REQUIRED WORK: Write the records out again, keeping each line exactly as it is.

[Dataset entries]
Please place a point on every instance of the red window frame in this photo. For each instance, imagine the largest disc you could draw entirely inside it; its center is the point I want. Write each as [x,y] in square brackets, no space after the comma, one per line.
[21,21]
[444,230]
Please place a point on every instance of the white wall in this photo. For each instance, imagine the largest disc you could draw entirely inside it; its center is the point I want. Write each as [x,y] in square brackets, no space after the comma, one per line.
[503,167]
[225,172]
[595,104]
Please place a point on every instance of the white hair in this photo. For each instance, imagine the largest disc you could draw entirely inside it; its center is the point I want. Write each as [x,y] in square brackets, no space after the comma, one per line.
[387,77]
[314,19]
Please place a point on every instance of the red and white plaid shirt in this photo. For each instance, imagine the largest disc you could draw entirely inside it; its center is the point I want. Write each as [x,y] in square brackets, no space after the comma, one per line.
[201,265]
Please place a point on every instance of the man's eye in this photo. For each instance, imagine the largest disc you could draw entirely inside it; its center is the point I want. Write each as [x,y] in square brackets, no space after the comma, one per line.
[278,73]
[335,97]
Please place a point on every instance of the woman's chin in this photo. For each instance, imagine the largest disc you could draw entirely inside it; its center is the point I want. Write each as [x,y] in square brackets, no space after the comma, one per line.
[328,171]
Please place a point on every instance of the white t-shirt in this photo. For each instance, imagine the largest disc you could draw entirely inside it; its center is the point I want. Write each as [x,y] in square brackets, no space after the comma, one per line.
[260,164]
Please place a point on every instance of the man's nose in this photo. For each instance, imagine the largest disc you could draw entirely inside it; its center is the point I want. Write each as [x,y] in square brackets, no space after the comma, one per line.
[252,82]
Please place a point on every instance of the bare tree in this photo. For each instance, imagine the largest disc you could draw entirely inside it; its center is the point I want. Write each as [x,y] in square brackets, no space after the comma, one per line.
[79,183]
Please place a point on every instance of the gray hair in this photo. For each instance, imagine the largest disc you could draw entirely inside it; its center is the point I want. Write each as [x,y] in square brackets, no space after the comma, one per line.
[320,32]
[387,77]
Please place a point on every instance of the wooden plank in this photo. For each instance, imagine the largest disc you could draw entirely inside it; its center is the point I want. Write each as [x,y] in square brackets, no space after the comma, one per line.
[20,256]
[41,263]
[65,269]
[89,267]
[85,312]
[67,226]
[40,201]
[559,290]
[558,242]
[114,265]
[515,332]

WRITTEN RESPONSE:
Please place a point on every instance of the red window frame in this photo. For each instance, imagine the largest disc you could draw entirely inside it; its center is the point I want. Write each as [x,y] in square brackets, no space after the comma, one per line.
[21,21]
[444,230]
Please place a point on every instance of the white wall in this photo. For each instance, imagine the largest disc you could draw entirely inside it; its center is the point I want. Write each as [x,y] in square brackets, no space after the comma, one per line.
[503,167]
[225,172]
[595,104]
Please place a point on every instance of the white hair in this photo. For each instance, imagine the largest disc you could draw entirely inside it; its center is the point I want. Write each as [x,y] in square brackets, no space after the comma, one per line.
[387,77]
[314,19]
Please place a point on every instance of the red and white plaid shirt in this photo. For each instance, imagine the largest disc you could draw entirely inside it; its center is the point I want. Write each as [x,y] in square brackets, no space after the comma, one per line.
[201,265]
Please place a point on every instance of the man's eye in this photo. For each instance, imagine the largest disc you could draw entirely inside it; its center is the point I want. Write each as [x,y] in square brackets, no space after the comma, one per line.
[278,73]
[335,97]
Please place a point on every instance of the woman's chin in this photo. For each instance, imagine the largest disc you could draw entirely inside it; its center is the point I want. Write each as [x,y] in square brackets, no space after the comma, one per line.
[328,171]
Please place a point on every instance of the white t-shirt in this photo. For each instance, imagine the largest disc you could draw entirely inside it; its center is the point I want. Write each as [x,y] in square brackets, no space after the comma, one per line.
[260,164]
Please place a point on every instance of the man's nose in this photo. For each instance, imagine the largest disc you could draw entirely inside it; its center is the point I want. Write each as [x,y] in square brackets, no space after the comma, one per line.
[252,82]
Please place a point on every instance of the bare tree in this photo. For each instance, imagine the largest disc you could draw entirely inside it; its center is the point I want. Write each as [x,y] in square brackets, no space after the comma, one per line.
[79,183]
Please place a point on every instance of the gray hair in this photo. For each instance, imagine the largest disc you could draw entirely inside it; its center is the point I want. Write each as [x,y] in square brackets, no space after the comma, one per line.
[320,32]
[387,77]
Please place a point on every instance of the wooden plank in this photo. For each instance, imagine the largest disc you could draw entirely inside it; its center is the point I want. Write each as [x,y] in square brackets, no space after the comma, one per line.
[20,256]
[41,263]
[65,269]
[89,267]
[85,312]
[67,226]
[40,201]
[559,290]
[558,242]
[114,265]
[515,332]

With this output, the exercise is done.